Top of Available data
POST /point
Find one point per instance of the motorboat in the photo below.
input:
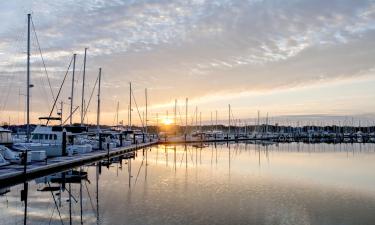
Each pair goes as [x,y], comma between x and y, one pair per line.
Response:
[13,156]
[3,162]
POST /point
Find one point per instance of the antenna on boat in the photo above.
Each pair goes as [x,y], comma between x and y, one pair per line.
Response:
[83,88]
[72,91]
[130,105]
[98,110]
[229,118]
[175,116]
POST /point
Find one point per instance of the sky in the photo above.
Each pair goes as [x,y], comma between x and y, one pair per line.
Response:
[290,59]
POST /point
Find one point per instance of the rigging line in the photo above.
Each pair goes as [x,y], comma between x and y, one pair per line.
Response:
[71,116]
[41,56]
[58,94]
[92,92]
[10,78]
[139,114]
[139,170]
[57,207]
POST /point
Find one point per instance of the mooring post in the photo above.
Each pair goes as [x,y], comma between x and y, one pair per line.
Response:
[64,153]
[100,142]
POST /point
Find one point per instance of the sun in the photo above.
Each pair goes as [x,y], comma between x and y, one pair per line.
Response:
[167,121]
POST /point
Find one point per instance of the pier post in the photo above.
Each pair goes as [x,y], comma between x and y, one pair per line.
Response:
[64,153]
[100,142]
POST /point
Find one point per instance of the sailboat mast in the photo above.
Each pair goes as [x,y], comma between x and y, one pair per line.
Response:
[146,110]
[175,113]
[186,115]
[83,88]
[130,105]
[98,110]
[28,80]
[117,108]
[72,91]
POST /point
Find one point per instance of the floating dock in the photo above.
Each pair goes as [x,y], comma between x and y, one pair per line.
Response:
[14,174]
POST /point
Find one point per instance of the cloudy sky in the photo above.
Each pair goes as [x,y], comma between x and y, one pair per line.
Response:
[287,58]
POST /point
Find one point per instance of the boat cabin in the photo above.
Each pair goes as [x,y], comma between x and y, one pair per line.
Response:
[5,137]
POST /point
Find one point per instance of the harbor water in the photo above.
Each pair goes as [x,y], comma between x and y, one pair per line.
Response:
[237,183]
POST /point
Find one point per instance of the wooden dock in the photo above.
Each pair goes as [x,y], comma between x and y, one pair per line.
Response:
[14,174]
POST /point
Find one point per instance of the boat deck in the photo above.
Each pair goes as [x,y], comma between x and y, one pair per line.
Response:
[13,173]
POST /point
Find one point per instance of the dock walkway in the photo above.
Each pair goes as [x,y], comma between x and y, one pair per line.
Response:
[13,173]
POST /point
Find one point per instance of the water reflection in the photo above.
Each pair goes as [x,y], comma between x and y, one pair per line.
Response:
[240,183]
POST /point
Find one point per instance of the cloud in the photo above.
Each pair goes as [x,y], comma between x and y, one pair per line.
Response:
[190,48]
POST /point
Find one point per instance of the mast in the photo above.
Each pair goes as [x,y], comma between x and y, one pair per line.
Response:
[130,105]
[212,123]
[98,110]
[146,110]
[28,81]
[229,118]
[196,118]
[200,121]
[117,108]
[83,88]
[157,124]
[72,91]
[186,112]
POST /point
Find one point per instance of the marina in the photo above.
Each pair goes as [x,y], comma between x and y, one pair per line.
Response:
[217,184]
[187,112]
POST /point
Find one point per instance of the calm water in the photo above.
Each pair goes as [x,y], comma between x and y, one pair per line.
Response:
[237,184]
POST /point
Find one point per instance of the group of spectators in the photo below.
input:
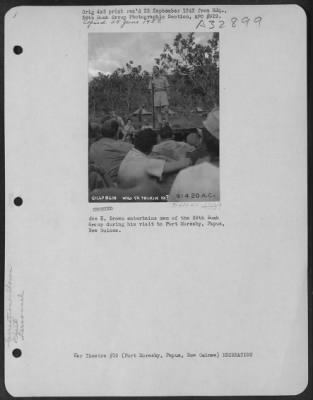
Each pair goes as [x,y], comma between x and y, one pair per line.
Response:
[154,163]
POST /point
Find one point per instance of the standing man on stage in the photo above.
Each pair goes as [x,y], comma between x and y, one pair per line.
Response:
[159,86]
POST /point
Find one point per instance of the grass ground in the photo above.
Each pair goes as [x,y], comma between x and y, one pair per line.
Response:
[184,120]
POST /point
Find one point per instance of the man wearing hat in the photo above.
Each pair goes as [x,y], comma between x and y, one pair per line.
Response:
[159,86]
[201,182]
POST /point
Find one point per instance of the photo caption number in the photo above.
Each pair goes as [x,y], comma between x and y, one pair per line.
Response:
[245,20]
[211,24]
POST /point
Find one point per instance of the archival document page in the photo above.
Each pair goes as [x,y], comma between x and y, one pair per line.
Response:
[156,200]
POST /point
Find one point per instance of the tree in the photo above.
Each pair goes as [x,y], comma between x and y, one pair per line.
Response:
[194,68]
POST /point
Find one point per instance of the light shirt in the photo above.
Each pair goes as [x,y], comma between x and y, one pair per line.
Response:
Bottom of Available data
■ What to produce
All lines with the word "dock" should be copied from the material above.

■ Exercise response
Find one point per instance of the floating dock in the photo above.
Find one point per instance of the wooden dock in the photo above.
Find one point per instance of the dock walkway in the photo above.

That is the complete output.